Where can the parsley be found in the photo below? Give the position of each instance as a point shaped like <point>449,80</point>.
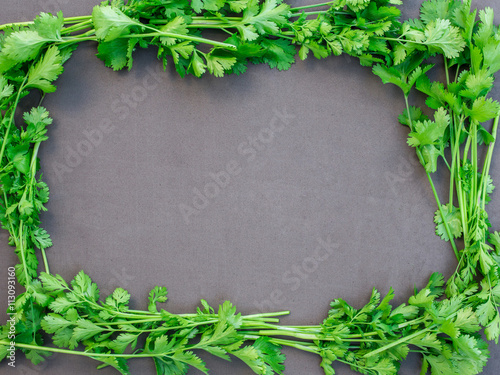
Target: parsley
<point>442,322</point>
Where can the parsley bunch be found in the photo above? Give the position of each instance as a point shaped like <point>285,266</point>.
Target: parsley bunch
<point>459,125</point>
<point>462,131</point>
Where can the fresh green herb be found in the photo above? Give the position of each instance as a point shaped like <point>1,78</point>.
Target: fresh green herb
<point>442,324</point>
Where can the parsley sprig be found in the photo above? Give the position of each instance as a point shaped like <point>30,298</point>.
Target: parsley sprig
<point>442,324</point>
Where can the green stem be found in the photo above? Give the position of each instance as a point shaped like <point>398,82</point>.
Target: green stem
<point>396,343</point>
<point>180,36</point>
<point>441,212</point>
<point>311,6</point>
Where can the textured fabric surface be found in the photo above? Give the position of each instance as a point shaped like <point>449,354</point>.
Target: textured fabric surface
<point>324,198</point>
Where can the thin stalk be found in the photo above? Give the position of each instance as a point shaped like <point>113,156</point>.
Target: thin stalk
<point>441,212</point>
<point>294,344</point>
<point>23,259</point>
<point>395,343</point>
<point>78,27</point>
<point>310,13</point>
<point>487,165</point>
<point>311,6</point>
<point>179,36</point>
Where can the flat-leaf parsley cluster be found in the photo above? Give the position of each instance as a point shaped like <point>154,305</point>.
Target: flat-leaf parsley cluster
<point>456,132</point>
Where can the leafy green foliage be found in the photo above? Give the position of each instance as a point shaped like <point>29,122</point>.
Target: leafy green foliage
<point>373,339</point>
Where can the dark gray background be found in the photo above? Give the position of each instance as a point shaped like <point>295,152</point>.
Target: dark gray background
<point>339,171</point>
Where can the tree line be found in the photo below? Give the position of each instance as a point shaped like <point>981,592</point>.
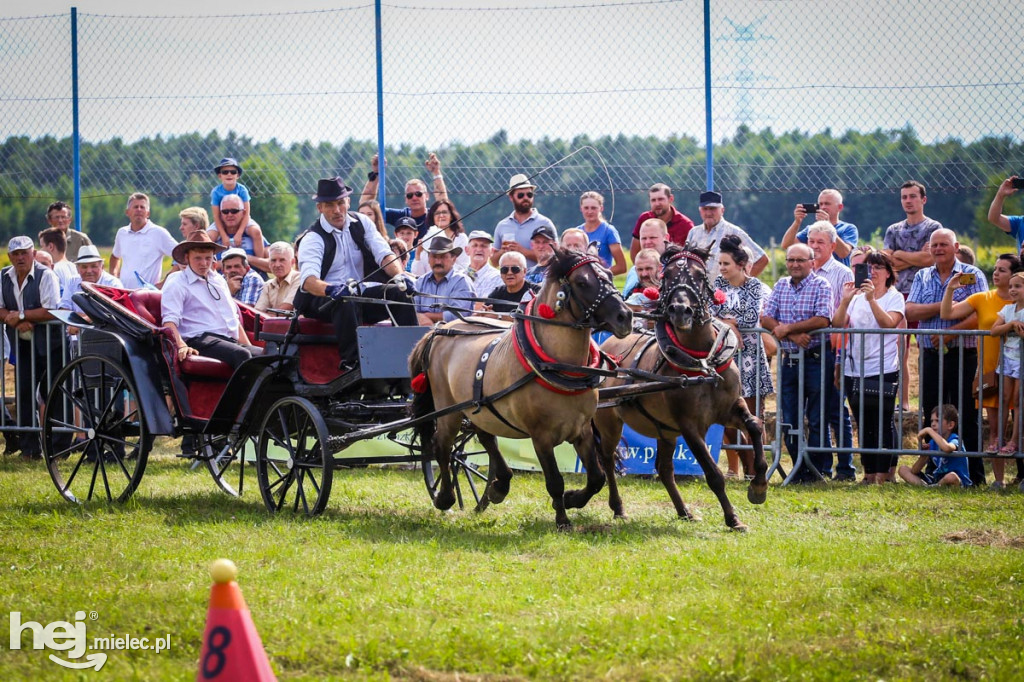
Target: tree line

*-*-*

Instruction: Copy every one of the records above word for word, but leave the pictures out.

Written solution:
Where can the parsley be found in the photo below? Give the position of each instance as a point shaped like <point>449,80</point>.
Target: parsley
<point>442,322</point>
Where can the parsley bunch be found in the photo above? Give the position of each instance as a point shaped like <point>285,266</point>.
Target: parsley bunch
<point>459,125</point>
<point>462,131</point>
Where can the fresh green herb be found in the photo above? Give the position of each instance as a point shaped like <point>1,78</point>.
Target: fresh green herb
<point>442,324</point>
Where can the parsley sprig be found in the photo above? Give the position of each instance as a point shaped like <point>30,298</point>.
Target: parsley sprig
<point>442,324</point>
Where can the green stem be found in the photo above? Give the position of each instance as a point shaped like <point>398,82</point>.
Target: green stem
<point>396,343</point>
<point>180,36</point>
<point>441,212</point>
<point>311,6</point>
Where can the textured fabric surface be found in the photo above? Give the position of each instance as a point shaped like <point>449,354</point>.
Target: textured fabric surface
<point>324,198</point>
Where can the thin stalk be found in the photo above? Give the position of each instance as a point shaped like <point>113,156</point>.
Target: thin stalk
<point>441,212</point>
<point>294,344</point>
<point>23,259</point>
<point>395,343</point>
<point>78,27</point>
<point>310,13</point>
<point>487,165</point>
<point>311,6</point>
<point>179,36</point>
Where can the flat-leaf parsley cluster be found in the photo above? Give the position of each instance as a point shaped like <point>154,305</point>.
Target: flat-leaf parsley cluster
<point>456,132</point>
Where can the leafy green foliage be found in the photo above? Give the position of each instance as a point shaped like <point>29,122</point>.
Target: leafy green foliage
<point>373,339</point>
Where can the dark gray background be found in the photo above? Give the position of each instance as a point shaped like <point>295,152</point>.
Target: dark gray background
<point>339,171</point>
Where can the tree line be found in the photo below? Give the position of each instance as a point shaped like <point>981,592</point>.
Target: tree line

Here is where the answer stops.